#### [CONSEGNE DELL'ESERCIZIO]
• 1. Dal commento su Dante, riporta tutti i vocaboli bassi citati dal canto XXII dell'Inferno, ciascuno con il numero del suo verso.
• 2. Scrivi il seguito del commento su Dante a partire dalla sua ultima frase.

#### [BRANO DEL DOCUMENTO]
%%

Nel canto XXX del Paradiso (T20) Dante e Beatrice passano dal Primo Mobile all’Empireo, il cielo immateriale di pura luce che è sede di Dio ed è quindi fuori dal tempo e dallo spazio. La luce intellettüal, piena d’amore del v. 40 è la luce di Dio, motore e ordinatore dell’universo; l’anima che vi penetra è investita dalla grazia illuminante. Beatrice spiega al poe­ta che quella grande luce è il modo consueto con cui l’Empireo accoglie coloro che vi entrano, per prepararli alle visioni che li attendono. Dante vede così un fiume di luce che sembra scorrere tra due rive fiorite; ne è abbagliato, ma riesce comunque a scorgere miriadi di scintille che prima si posano sui fiori delle rive e poi ritornano nel fiume.

Le scelte stilistiche

Nel rappresentare i diavoli del canto XXII dell’Inferno (T18), Dante si attiene all’immaginario medievale sui demòni, basato su una lunga tradizione iconografica: gli angeli caduti erano rappresentati come esseri mostruosi e dai caratteri animaleschi. Dante vi aggiunge però altri elementi grotteschi, come una certa deformazione caricaturale che ne connota i gesti e i movimenti. Quanto alle scelte lessicali, possiamo notare vocaboli bassi (qui, nello specifico, legati alla terra e al mondo animale) e di uso quotidiano, come zuffa (v. 135), artigli (v. 137), fosso (v. 138), sparvier grifagno (v. 139), bogliente stagno (v. 141), inviscate (v. 144), raffi (v. 147), cotti e crosta (v. 150). Molti di essi, inoltre, sono termini dalle sonorità aspre (si noti l’insistenza sui fonemi r e s).

%%

#### [Voci elencate in un insieme di dati]
%%

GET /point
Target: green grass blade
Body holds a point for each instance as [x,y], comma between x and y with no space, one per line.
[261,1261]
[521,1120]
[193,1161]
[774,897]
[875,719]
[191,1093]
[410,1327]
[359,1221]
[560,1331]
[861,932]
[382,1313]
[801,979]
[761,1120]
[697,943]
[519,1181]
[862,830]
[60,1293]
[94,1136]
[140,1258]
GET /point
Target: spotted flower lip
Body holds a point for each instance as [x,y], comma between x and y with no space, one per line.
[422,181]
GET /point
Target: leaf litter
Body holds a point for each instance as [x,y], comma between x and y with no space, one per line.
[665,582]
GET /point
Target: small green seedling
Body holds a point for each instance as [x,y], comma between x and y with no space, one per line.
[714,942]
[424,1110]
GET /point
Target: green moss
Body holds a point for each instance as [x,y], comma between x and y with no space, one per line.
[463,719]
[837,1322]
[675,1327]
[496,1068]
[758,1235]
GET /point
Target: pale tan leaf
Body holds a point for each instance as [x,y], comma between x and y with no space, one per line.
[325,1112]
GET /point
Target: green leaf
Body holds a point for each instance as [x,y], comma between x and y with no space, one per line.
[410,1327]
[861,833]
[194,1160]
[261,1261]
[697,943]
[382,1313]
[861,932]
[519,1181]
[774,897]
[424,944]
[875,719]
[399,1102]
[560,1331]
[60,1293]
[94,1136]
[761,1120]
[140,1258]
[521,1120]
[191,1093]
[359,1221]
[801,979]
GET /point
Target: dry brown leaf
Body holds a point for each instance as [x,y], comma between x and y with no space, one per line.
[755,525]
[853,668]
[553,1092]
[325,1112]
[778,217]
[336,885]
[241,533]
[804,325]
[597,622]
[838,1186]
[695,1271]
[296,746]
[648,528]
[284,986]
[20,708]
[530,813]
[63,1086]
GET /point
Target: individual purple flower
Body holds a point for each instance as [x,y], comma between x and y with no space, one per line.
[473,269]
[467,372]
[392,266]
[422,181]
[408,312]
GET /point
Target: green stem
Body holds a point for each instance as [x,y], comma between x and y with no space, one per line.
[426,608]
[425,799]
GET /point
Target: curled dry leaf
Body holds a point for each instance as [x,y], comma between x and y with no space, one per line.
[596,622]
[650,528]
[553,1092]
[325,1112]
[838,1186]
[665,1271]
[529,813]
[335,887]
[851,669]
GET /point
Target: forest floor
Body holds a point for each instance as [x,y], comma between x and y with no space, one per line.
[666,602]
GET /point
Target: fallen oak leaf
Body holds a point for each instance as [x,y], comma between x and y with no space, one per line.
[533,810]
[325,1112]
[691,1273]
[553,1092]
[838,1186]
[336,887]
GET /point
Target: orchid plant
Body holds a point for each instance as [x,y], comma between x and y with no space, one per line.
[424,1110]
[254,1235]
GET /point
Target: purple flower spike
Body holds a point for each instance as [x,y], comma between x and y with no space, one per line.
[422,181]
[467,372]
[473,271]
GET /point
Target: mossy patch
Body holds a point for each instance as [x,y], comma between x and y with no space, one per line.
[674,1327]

%%

#### [SOLUZIONI DELL'ESERCIZIO]
• 1. zuffa (v. 135), artigli (v. 137), fosso (v. 138), sparvier grifagno (v. 139), bogliente stagno (v. 141), inviscate (v. 144), raffi (v. 147), cotti e crosta (v. 150)

• 2.
Rispetto al brano dell’Inferno, in quello del canto II del Purgatorio (T19) è possibile cogliere un deciso innalzamento del tono poetico. In tale direzione va un preciso rimando classico: il tentativo, fallimentare, di abbracciare Casella compiuto da Dante richiama un celebre passo dell’Eneide di Virgilio (VI, 700-701), dove Enea inutilmente cerca di abbracciare l’ombra del padre Anchise: Ter conatus ibi collo dare bracchia circum, / ter frustra comprensa manus effugit imago (Tre volte cercò di circondargli il collo con le braccia, / tre volte invano afferrata l’immagine sfuggì dalle mani).

Non è ancora la tonalità sublime (che troveremo soprattutto nel Paradiso), ma quella media o elegiaca. Essa è funzionale alla resa dei temi prettamente purgatoriali, come quelli della memoria del passato e dell’amicizia. Il lessico dolce rimanda all’esperienza comune che aveva unito, nella giovinezza, Dante e Casella, lo Stilnovo: abbracciarmi e affetto (v. 77), soavemente (v. 85), amai (v. 88), amo (v. 89), amoroso canto (v. 107), dolcemente (v. 113), dolcezza (v. 114).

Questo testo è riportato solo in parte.